## Problem description
Find the line that contains "point: the carved". Then set down that line and all the lines after it, to the end of the records, exactly and with nothing added.

[Coordinate annotation records]
-- begin --
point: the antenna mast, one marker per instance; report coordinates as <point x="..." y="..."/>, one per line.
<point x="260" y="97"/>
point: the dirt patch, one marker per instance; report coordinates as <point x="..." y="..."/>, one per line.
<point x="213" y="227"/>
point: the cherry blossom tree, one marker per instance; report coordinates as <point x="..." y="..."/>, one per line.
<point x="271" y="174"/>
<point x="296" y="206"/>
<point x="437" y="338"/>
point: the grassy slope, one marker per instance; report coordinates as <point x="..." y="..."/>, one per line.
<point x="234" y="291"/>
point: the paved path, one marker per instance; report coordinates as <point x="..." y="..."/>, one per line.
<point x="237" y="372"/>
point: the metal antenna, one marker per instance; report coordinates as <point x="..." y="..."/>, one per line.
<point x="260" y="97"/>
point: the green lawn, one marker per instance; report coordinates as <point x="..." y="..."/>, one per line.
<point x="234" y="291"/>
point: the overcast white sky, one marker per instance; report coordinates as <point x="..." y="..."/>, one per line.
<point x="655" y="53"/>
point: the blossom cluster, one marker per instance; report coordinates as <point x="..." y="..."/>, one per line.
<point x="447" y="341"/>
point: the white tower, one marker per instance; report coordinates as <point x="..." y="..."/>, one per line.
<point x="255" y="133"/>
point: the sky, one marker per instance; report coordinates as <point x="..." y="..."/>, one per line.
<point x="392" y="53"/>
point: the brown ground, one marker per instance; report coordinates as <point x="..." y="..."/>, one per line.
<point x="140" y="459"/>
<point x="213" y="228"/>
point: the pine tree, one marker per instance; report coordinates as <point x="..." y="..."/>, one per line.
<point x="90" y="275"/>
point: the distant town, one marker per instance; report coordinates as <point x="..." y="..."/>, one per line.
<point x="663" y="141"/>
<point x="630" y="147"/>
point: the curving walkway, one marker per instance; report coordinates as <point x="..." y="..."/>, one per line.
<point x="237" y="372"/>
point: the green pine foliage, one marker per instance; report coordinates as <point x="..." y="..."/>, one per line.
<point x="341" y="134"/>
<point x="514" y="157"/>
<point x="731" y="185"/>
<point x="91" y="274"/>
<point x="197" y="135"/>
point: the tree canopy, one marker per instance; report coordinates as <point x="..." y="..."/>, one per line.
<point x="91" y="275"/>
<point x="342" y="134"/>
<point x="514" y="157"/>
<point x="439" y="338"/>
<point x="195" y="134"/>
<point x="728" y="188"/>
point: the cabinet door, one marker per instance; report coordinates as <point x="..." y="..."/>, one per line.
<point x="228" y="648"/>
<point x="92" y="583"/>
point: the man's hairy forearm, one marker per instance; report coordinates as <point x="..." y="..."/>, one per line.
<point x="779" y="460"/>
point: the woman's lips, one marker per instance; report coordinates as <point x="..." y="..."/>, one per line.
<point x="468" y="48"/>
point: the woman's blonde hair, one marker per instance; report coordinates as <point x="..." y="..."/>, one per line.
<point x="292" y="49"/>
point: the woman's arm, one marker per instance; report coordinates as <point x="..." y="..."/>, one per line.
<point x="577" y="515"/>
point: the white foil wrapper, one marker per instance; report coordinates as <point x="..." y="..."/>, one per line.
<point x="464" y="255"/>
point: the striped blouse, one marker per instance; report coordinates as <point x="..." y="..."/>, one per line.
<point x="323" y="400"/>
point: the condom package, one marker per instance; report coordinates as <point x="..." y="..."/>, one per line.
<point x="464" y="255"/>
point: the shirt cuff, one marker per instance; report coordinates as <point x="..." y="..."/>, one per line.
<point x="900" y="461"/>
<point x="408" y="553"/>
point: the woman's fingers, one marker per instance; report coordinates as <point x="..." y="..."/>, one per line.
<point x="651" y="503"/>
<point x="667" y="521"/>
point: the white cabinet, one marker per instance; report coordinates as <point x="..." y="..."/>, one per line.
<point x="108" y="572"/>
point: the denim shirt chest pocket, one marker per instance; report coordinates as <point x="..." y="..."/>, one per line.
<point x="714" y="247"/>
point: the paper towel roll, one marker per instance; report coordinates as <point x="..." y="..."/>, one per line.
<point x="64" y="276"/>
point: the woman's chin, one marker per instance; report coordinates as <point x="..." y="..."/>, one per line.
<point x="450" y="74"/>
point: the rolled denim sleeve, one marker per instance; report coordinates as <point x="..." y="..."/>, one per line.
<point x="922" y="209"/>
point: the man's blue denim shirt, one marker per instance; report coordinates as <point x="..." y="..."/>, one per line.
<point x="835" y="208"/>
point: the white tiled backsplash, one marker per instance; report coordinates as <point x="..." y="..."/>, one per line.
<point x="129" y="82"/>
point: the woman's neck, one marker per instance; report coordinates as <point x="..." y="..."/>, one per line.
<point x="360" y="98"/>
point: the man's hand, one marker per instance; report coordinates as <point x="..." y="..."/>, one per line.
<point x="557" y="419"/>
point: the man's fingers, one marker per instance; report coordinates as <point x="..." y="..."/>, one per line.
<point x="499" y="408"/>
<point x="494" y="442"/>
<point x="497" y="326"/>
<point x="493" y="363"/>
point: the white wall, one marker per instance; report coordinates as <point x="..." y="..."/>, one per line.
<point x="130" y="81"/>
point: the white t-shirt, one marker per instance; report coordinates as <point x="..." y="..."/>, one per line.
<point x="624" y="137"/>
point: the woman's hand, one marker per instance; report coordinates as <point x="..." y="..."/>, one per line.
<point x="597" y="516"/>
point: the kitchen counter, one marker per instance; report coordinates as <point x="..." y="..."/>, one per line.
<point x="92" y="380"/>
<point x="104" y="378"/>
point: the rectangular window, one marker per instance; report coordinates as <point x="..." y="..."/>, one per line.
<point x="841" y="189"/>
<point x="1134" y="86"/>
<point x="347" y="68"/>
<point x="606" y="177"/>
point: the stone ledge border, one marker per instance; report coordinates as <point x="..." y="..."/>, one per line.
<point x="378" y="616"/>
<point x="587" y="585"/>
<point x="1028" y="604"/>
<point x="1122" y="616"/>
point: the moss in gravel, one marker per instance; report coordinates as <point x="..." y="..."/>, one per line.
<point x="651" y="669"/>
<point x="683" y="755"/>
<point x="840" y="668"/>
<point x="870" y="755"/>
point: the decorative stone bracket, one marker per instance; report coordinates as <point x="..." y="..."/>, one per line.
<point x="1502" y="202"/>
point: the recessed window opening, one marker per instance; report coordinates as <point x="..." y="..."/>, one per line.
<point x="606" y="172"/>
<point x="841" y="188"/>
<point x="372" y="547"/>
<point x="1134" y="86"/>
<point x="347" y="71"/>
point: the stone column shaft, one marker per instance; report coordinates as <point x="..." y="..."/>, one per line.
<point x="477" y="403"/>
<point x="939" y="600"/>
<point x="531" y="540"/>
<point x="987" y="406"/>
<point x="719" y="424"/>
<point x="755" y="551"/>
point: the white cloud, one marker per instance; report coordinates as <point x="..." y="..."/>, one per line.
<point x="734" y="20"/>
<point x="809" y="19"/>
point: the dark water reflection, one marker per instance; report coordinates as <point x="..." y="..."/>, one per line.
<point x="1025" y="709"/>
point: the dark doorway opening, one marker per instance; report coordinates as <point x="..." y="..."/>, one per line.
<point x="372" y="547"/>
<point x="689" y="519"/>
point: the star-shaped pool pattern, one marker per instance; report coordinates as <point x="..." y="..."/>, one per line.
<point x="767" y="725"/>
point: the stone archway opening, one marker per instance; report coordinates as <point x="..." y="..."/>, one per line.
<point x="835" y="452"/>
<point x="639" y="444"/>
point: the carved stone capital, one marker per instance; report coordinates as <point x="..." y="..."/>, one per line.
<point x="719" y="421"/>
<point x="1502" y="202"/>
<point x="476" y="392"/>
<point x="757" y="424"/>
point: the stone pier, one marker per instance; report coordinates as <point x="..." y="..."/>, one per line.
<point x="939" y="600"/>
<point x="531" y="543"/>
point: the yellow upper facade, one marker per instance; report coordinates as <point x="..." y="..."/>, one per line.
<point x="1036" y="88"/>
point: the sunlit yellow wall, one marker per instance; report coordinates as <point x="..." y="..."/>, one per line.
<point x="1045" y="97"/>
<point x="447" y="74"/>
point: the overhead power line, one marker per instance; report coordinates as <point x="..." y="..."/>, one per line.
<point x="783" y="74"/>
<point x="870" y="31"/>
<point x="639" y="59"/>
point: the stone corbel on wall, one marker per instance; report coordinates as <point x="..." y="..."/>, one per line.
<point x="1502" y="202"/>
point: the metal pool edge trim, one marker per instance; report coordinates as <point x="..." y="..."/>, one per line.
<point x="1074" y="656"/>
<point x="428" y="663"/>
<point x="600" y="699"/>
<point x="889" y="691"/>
-- end --
## Exercise result
point: the carved stone capital, one marker per instance; report coordinates as <point x="..." y="..."/>, one per line.
<point x="719" y="421"/>
<point x="1502" y="202"/>
<point x="476" y="392"/>
<point x="757" y="424"/>
point: the stone pier, one marker per instance; report coordinates as <point x="..." y="..."/>, one per line.
<point x="939" y="600"/>
<point x="531" y="543"/>
point: the yellow upper facade, one marker per instance; report coordinates as <point x="..." y="..."/>, one per line.
<point x="1036" y="88"/>
point: the sunlit yellow wall, one marker per instance; report coordinates as <point x="..." y="..."/>, one per line.
<point x="1045" y="97"/>
<point x="447" y="74"/>
point: the overhead power line, one marker per instance; report coordinates as <point x="..." y="..."/>, one per line.
<point x="783" y="74"/>
<point x="870" y="31"/>
<point x="639" y="59"/>
point: the stone corbel on wall, one marker per instance; report coordinates as <point x="..." y="..."/>, one per line.
<point x="1502" y="202"/>
point: the metal pool edge trim, one marker per instance; report coordinates as <point x="..." y="..."/>, one per line.
<point x="1074" y="656"/>
<point x="428" y="663"/>
<point x="600" y="699"/>
<point x="889" y="691"/>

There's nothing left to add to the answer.